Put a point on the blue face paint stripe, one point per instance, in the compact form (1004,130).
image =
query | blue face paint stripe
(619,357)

---

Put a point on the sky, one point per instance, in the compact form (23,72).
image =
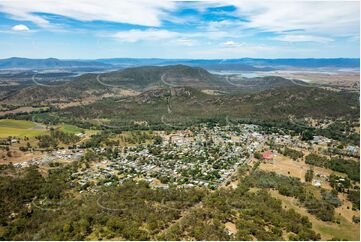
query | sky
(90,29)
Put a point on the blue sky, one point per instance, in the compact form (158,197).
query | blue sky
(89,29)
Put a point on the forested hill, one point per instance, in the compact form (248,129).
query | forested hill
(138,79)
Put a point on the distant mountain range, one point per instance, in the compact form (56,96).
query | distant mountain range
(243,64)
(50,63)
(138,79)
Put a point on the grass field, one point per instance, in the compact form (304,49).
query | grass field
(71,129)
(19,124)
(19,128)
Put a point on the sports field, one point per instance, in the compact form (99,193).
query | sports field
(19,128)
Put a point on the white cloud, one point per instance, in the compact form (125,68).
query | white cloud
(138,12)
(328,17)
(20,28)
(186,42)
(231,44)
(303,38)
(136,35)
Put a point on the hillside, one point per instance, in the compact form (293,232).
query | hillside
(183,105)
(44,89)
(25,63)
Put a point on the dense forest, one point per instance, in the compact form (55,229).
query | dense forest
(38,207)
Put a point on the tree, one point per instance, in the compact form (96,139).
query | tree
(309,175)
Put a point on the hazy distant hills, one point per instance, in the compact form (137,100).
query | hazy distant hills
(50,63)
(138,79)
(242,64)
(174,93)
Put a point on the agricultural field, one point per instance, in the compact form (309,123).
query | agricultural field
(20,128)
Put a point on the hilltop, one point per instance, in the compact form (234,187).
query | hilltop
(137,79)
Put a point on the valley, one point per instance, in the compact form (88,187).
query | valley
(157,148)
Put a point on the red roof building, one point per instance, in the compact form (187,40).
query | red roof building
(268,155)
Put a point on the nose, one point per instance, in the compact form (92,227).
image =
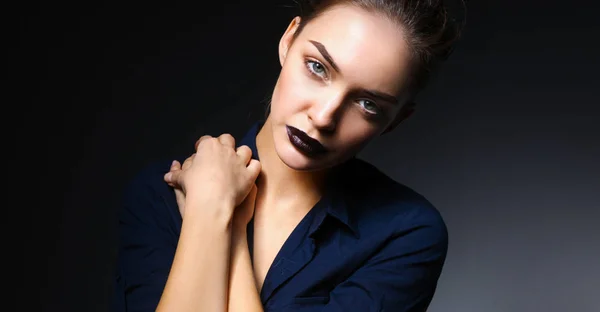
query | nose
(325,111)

==

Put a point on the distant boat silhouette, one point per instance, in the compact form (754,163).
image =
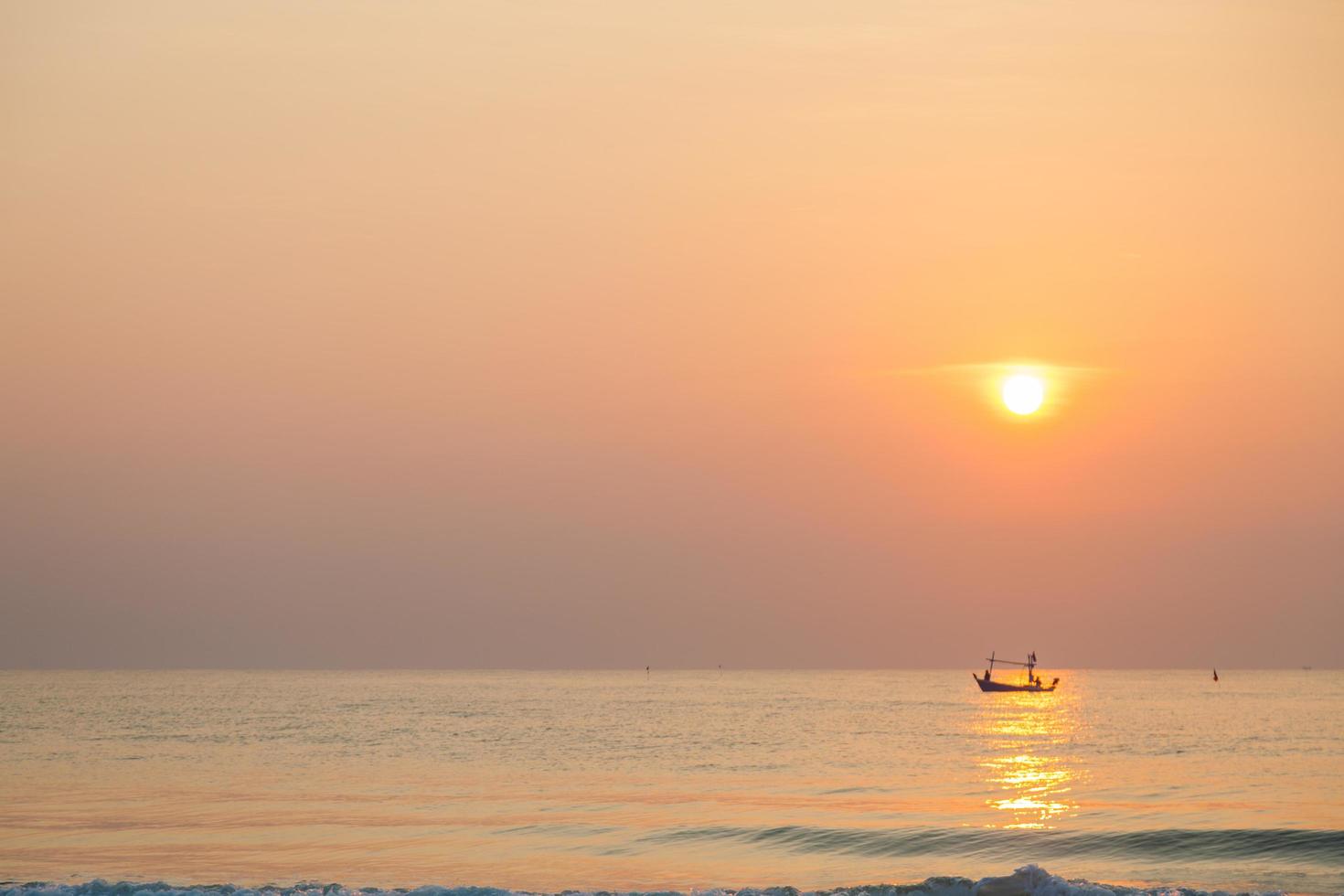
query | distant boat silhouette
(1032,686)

■ Exercise:
Show each line of the data above that contains the word "distant".

■ Reply:
Put a point on the distant mountain range, one point per instance, in the compact form (56,96).
query | distant mountain range
Put a point on the hazy distant hills, one point per instance, in the compact form (137,100).
query | hazy distant hills
Put a point on the distant boat silhouette, one point per instance, in the compact form (754,163).
query | distant boat silhouette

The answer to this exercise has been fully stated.